Schriftelijke opgave -
Neem alle onderstaande rijen letterlijk over, van de eerste tot en met de laatste, maar laat de afbeeldingen uit je antwoord weg.

Aangeleverde rijen -

================================

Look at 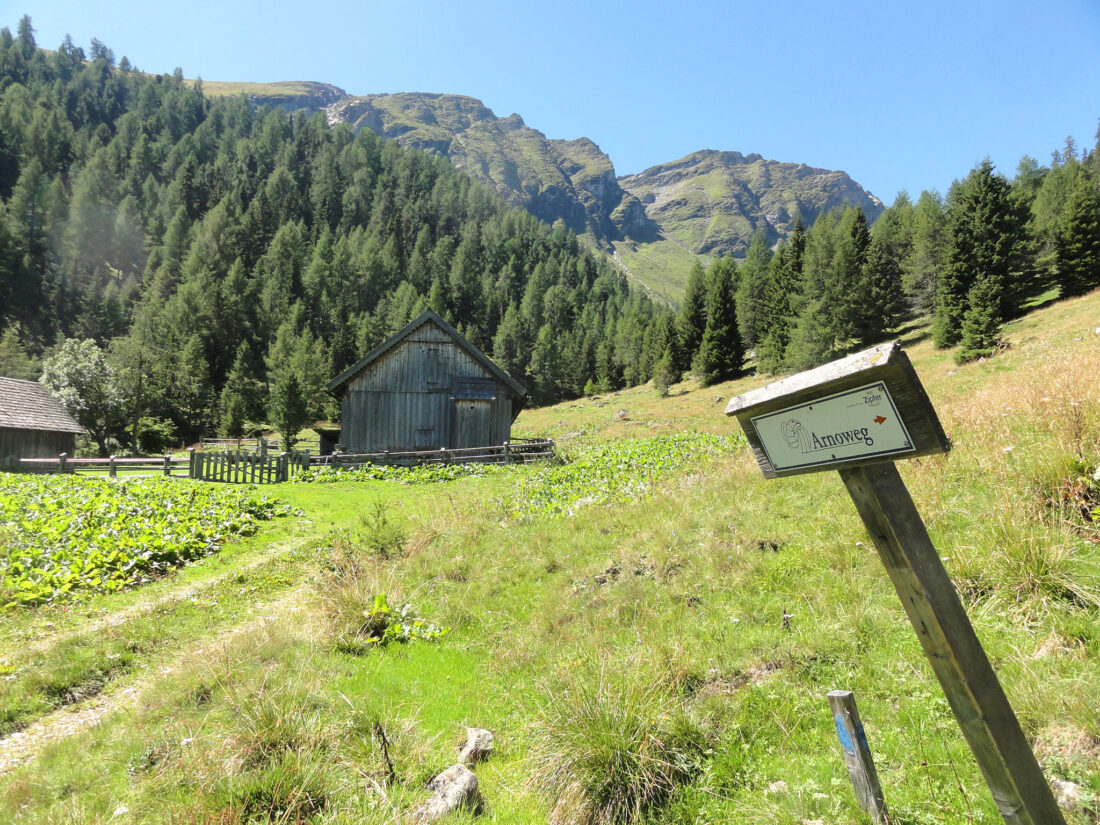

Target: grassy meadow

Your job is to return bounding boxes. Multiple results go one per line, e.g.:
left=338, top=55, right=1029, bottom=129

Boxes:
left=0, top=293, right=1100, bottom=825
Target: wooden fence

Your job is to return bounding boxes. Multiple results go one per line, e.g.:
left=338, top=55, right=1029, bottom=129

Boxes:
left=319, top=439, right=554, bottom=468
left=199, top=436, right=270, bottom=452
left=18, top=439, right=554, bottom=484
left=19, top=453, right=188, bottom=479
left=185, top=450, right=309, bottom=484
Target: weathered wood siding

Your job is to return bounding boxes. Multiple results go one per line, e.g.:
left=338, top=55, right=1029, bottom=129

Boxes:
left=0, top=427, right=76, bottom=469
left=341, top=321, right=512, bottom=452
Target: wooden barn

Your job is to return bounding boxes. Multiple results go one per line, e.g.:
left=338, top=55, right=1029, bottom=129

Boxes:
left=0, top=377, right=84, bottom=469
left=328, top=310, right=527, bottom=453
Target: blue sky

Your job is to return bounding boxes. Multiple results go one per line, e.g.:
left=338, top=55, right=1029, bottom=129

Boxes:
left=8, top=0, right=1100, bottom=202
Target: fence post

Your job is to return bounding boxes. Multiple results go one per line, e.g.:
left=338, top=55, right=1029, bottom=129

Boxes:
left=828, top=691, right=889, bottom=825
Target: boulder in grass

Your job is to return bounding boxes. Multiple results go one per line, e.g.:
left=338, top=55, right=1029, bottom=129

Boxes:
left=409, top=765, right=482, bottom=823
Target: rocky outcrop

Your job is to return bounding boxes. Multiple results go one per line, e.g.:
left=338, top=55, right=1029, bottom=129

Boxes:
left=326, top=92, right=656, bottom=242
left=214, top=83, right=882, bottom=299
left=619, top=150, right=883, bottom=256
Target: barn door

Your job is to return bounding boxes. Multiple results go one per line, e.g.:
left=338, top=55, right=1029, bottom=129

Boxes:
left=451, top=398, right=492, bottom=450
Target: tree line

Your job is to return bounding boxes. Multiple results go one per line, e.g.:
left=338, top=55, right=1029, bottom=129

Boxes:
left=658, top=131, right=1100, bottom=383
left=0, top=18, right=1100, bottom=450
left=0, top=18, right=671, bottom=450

================================

Resultaat opdracht -
Look at 

Target: grassy meadow

Your job is to return bounding boxes. Multiple results go one per line, e.g.:
left=338, top=55, right=1029, bottom=129

Boxes:
left=0, top=293, right=1100, bottom=825
Target: wooden fence

Your job is to return bounding boxes. Multiple results go one per line, e.g.:
left=338, top=55, right=1029, bottom=129

Boxes:
left=319, top=439, right=554, bottom=468
left=199, top=436, right=270, bottom=452
left=18, top=439, right=554, bottom=484
left=19, top=453, right=188, bottom=479
left=185, top=450, right=309, bottom=484
Target: weathered wood siding

Your job is to return bounding boxes. Multiple results go one per line, e.g.:
left=338, top=55, right=1029, bottom=129

Boxes:
left=0, top=427, right=76, bottom=469
left=341, top=321, right=512, bottom=452
Target: wooden barn

Your job is to return bounding boxes. Multiple results go one per line, e.g.:
left=338, top=55, right=1029, bottom=129

Boxes:
left=0, top=377, right=84, bottom=469
left=328, top=310, right=527, bottom=453
Target: blue sky

Your job is to return bounding boxes. Multiple results go one per line, e.g.:
left=338, top=55, right=1029, bottom=129

Boxes:
left=8, top=0, right=1100, bottom=202
Target: fence post

Your job is to return bounding boxes. Multiple results go one per line, e.g.:
left=338, top=55, right=1029, bottom=129

Boxes:
left=828, top=691, right=889, bottom=825
Target: boulder in grass

Your job is to return bounding boxes. Multiple results go one per line, e.g.:
left=338, top=55, right=1029, bottom=129

Boxes:
left=409, top=765, right=482, bottom=823
Target: rocky outcrop

Your job is to return bounding boxes. Multiple results go one per line, e.g.:
left=338, top=55, right=1029, bottom=129

Boxes:
left=326, top=92, right=656, bottom=242
left=214, top=83, right=882, bottom=299
left=619, top=150, right=883, bottom=256
Target: barn door

Your job is to return bounding boxes. Multiple results go one per line, e.g.:
left=338, top=55, right=1029, bottom=129

Boxes:
left=451, top=398, right=492, bottom=450
Target: tree line

Your job is to return bounding boxes. Multiple results go one per line, e.g.:
left=338, top=55, right=1029, bottom=129

Boxes:
left=658, top=131, right=1100, bottom=383
left=0, top=18, right=1100, bottom=450
left=0, top=18, right=671, bottom=450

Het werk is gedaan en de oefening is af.